• _Assignment_: Set down each entry from the block beneath, exactly as written.

[Records contained in a dataset]

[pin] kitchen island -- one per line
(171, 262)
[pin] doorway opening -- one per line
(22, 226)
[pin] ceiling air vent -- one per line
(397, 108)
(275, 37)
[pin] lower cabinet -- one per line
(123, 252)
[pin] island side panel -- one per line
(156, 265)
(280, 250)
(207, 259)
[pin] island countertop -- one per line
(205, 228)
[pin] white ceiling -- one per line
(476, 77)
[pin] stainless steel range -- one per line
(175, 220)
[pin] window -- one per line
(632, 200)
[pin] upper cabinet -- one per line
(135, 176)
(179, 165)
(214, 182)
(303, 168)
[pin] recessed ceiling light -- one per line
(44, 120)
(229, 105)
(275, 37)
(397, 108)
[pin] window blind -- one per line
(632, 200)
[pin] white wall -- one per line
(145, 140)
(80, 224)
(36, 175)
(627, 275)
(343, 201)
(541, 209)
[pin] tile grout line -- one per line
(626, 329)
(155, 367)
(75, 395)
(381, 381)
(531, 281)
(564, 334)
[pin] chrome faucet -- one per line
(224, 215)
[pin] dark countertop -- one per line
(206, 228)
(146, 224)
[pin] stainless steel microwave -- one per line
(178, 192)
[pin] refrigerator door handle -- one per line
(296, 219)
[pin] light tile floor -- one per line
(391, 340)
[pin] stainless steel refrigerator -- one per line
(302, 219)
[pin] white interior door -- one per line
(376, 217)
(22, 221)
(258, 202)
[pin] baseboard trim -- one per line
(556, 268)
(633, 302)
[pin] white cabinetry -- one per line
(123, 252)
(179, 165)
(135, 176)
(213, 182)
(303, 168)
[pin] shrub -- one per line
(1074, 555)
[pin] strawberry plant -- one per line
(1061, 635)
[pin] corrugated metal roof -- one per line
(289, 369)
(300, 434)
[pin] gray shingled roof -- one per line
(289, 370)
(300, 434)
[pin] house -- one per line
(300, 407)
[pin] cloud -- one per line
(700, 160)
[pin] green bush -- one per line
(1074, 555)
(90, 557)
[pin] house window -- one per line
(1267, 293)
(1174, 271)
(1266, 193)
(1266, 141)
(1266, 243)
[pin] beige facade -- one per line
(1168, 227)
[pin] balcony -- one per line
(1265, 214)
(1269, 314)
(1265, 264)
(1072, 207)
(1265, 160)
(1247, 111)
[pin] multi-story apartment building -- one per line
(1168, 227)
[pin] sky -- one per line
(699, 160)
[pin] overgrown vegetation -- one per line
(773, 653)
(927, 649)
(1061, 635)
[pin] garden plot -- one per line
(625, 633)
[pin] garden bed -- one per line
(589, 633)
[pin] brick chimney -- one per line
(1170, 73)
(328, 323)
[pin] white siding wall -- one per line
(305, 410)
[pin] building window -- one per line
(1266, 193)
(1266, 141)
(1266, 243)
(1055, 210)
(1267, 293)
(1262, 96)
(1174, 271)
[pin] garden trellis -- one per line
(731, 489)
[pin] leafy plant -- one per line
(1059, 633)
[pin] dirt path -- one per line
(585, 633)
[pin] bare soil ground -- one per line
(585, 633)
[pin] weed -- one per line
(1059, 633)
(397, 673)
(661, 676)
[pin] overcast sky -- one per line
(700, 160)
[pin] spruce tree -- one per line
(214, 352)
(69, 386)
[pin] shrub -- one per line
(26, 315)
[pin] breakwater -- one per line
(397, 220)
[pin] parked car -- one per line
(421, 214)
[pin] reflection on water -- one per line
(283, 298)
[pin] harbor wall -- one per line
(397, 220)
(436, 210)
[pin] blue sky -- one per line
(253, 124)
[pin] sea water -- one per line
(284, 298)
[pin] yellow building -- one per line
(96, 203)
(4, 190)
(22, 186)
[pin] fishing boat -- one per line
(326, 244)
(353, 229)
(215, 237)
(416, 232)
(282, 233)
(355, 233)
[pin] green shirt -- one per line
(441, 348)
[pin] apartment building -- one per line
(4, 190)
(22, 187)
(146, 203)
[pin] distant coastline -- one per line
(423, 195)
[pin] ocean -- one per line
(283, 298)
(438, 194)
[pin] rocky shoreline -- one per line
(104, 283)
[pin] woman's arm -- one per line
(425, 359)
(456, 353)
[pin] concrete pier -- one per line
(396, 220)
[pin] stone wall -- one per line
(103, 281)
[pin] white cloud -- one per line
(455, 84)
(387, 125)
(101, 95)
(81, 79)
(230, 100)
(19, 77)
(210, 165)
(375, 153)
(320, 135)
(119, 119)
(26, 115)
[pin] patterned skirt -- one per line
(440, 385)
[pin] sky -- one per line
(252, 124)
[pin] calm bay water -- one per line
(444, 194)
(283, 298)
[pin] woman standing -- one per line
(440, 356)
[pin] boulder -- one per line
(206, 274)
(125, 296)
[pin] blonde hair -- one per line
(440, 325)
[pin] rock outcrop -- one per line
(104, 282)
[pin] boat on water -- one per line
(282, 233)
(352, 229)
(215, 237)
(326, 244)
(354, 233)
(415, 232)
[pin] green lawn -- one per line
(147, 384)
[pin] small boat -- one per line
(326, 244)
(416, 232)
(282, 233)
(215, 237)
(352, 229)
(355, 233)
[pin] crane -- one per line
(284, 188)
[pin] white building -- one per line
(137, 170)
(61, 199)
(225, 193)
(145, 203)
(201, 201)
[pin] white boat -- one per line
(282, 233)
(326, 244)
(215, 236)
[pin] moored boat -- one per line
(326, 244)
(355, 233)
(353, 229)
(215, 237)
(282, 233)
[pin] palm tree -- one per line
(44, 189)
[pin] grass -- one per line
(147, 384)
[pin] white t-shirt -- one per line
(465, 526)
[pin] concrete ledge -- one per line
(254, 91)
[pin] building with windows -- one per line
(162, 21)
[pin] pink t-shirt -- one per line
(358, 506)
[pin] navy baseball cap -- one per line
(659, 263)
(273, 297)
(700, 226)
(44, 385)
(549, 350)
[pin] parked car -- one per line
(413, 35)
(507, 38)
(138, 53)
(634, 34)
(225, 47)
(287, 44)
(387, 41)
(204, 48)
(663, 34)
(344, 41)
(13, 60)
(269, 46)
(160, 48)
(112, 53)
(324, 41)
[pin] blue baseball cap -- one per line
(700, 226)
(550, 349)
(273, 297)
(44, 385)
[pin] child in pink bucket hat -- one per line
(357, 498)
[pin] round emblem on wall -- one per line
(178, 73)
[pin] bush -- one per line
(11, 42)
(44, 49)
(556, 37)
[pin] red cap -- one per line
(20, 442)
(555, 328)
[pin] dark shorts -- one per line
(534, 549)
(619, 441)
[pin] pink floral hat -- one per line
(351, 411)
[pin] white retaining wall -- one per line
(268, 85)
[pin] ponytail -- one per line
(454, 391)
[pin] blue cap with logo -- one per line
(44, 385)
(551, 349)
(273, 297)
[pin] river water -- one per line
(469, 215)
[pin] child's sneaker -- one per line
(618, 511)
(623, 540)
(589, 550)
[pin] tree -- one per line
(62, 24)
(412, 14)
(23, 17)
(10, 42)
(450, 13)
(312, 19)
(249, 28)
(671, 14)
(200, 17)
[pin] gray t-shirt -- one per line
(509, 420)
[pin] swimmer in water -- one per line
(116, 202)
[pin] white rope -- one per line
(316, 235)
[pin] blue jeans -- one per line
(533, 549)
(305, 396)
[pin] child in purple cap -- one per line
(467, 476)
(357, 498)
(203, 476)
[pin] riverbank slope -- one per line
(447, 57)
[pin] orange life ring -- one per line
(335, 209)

• _Task response_:
[pin] kitchen island -- one per line
(171, 262)
[pin] doorway opening -- one per line
(22, 226)
[pin] ceiling air vent -- one per line
(397, 108)
(275, 37)
[pin] lower cabinet -- one per line
(123, 252)
[pin] island side panel -- one per line
(156, 265)
(280, 250)
(207, 259)
[pin] island countertop -- one per line
(205, 228)
[pin] white ceiling -- one per line
(476, 77)
[pin] stainless steel range -- one per line
(175, 220)
[pin] window -- one per line
(632, 200)
[pin] upper cabinet -- one per line
(135, 176)
(179, 165)
(214, 182)
(303, 168)
[pin] recessed ceiling light -- one per line
(44, 120)
(229, 105)
(275, 37)
(397, 108)
[pin] window blind -- one per line
(632, 200)
[pin] white wall -- one per line
(145, 140)
(80, 224)
(36, 175)
(627, 275)
(343, 201)
(541, 209)
[pin] tile grout line -- one per line
(626, 329)
(155, 367)
(75, 395)
(381, 381)
(531, 281)
(564, 334)
[pin] chrome faucet -- one per line
(224, 215)
[pin] dark countertop -- one per line
(206, 228)
(146, 224)
[pin] stainless steel microwave -- one per line
(178, 192)
[pin] refrigerator door handle -- one per line
(296, 219)
[pin] light tile floor -- one per line
(391, 340)
[pin] stainless steel refrigerator -- one per line
(302, 219)
[pin] white interior door -- one per line
(376, 217)
(22, 221)
(258, 202)
[pin] baseboard trim -- one per line
(556, 268)
(633, 302)
[pin] white cabinetry -- one per line
(123, 252)
(179, 165)
(135, 176)
(213, 182)
(303, 168)
[pin] shrub -- one per line
(1074, 555)
[pin] strawberry plant -- one per line
(1061, 635)
[pin] corrugated metal roof -- one per line
(289, 369)
(300, 434)
[pin] gray shingled roof -- one per line
(289, 370)
(300, 434)
[pin] house -- one per line
(300, 407)
[pin] cloud -- one per line
(700, 160)
[pin] green bush -- one per line
(1074, 555)
(90, 557)
[pin] house window -- one per line
(1267, 293)
(1174, 271)
(1266, 193)
(1266, 141)
(1266, 243)
[pin] beige facade -- one per line
(1168, 227)
[pin] balcony -- one per line
(1265, 214)
(1269, 314)
(1265, 264)
(1072, 207)
(1265, 160)
(1247, 111)
[pin] multi-story apartment building -- one per line
(1168, 227)
[pin] sky -- one per line
(699, 160)
[pin] overgrown vegetation -- one per line
(773, 653)
(927, 649)
(1061, 635)
[pin] garden plot -- one per line
(625, 633)
[pin] garden bed -- one per line
(589, 633)
[pin] brick chimney -- one per line
(1170, 73)
(328, 323)
[pin] white siding wall -- one per line
(305, 410)
[pin] building window -- one per line
(1266, 193)
(1266, 141)
(1266, 243)
(1055, 210)
(1267, 293)
(1262, 96)
(1174, 271)
[pin] garden trellis -- one per line
(731, 489)
[pin] leafy plant -- one per line
(1059, 633)
[pin] dirt path -- one per line
(585, 633)
[pin] bare soil ground -- one per line
(585, 633)
[pin] weed -- one per line
(1059, 633)
(397, 673)
(661, 676)
[pin] overcast sky -- one per line
(700, 160)
[pin] spruce tree -- one per line
(214, 352)
(69, 386)
[pin] shrub -- one per line
(26, 315)
[pin] breakwater -- one per line
(397, 220)
[pin] parked car -- one per line
(421, 214)
[pin] reflection on water -- one per line
(283, 298)
[pin] harbor wall -- one per line
(397, 220)
(436, 210)
[pin] blue sky -- one per line
(253, 124)
[pin] sea water -- one per line
(284, 298)
[pin] yellow building -- one per line
(96, 203)
(4, 190)
(22, 186)
[pin] fishing boat -- one per line
(326, 244)
(353, 229)
(215, 237)
(416, 232)
(282, 233)
(355, 233)
[pin] green shirt -- one per line
(441, 348)
[pin] apartment building -- one per line
(4, 190)
(22, 187)
(146, 203)
[pin] distant coastline -- one per line
(423, 195)
[pin] ocean -- one per line
(283, 298)
(438, 194)
[pin] rocky shoreline -- one per line
(104, 283)
[pin] woman's arm -- one per line
(425, 359)
(456, 353)
[pin] concrete pier -- one per line
(396, 220)
[pin] stone wall -- one per line
(103, 281)
[pin] white cloud -- one per line
(455, 84)
(387, 125)
(101, 95)
(81, 79)
(230, 100)
(19, 77)
(210, 165)
(375, 153)
(320, 135)
(119, 119)
(26, 115)
[pin] patterned skirt -- one per line
(440, 385)
[pin] sky -- one per line
(252, 124)
[pin] calm bay water -- one per line
(444, 194)
(283, 298)
[pin] woman standing -- one per line
(440, 356)
[pin] boulder -- one per line
(206, 274)
(125, 296)
[pin] blonde hair -- one per line
(440, 325)
[pin] rock outcrop -- one per line
(104, 282)
[pin] boat on water -- one per line
(282, 233)
(352, 229)
(215, 237)
(326, 244)
(354, 233)
(415, 232)
[pin] green lawn -- one per line
(147, 384)
[pin] small boat -- one per line
(326, 244)
(416, 232)
(282, 233)
(215, 237)
(352, 229)
(355, 233)
[pin] crane -- one per line
(284, 188)
[pin] white building -- one per line
(137, 170)
(61, 199)
(225, 193)
(145, 203)
(201, 201)
[pin] white boat -- one per line
(282, 233)
(326, 244)
(215, 236)
[pin] moored boat -- one per line
(326, 244)
(355, 233)
(353, 229)
(215, 237)
(282, 233)
[pin] palm tree -- one per line
(44, 189)
[pin] grass -- one per line
(147, 384)
[pin] white t-shirt -- one per line
(465, 526)
[pin] concrete ledge -- one per line
(254, 91)
[pin] building with windows -- one per line
(162, 21)
[pin] pink t-shirt -- one per line
(358, 506)
[pin] navy baseball cap -- one per line
(659, 263)
(273, 297)
(700, 226)
(44, 385)
(549, 350)
[pin] parked car -- one per line
(413, 35)
(507, 38)
(138, 53)
(634, 34)
(225, 47)
(287, 44)
(387, 41)
(204, 48)
(663, 34)
(344, 41)
(13, 60)
(269, 46)
(160, 48)
(112, 53)
(324, 41)
[pin] blue baseball cap -- one per line
(700, 226)
(550, 349)
(273, 297)
(44, 385)
[pin] child in pink bucket hat -- one per line
(357, 498)
[pin] round emblem on wall -- one per line
(178, 73)
[pin] bush -- one per line
(11, 42)
(44, 49)
(556, 37)
[pin] red cap -- one per line
(20, 442)
(555, 328)
[pin] dark shorts -- one per line
(534, 549)
(619, 441)
[pin] pink floral hat -- one per line
(351, 411)
[pin] white retaining wall -- one per line
(268, 85)
[pin] ponytail -- one per line
(454, 391)
[pin] blue cap with logo -- one per line
(44, 385)
(551, 349)
(273, 297)
[pin] river water -- one per line
(469, 215)
[pin] child's sneaker -- one per line
(618, 511)
(623, 540)
(589, 550)
[pin] tree -- one per line
(62, 24)
(412, 14)
(23, 17)
(10, 42)
(450, 13)
(312, 19)
(249, 28)
(671, 14)
(200, 17)
[pin] gray t-shirt -- one per line
(509, 420)
[pin] swimmer in water -- one per line
(116, 202)
[pin] white rope -- one per line
(316, 235)
[pin] blue jeans -- one per line
(533, 549)
(305, 396)
[pin] child in purple cap -- one per line
(467, 476)
(357, 498)
(203, 476)
[pin] riverbank slope -- one per line
(447, 57)
[pin] orange life ring -- one per line
(335, 209)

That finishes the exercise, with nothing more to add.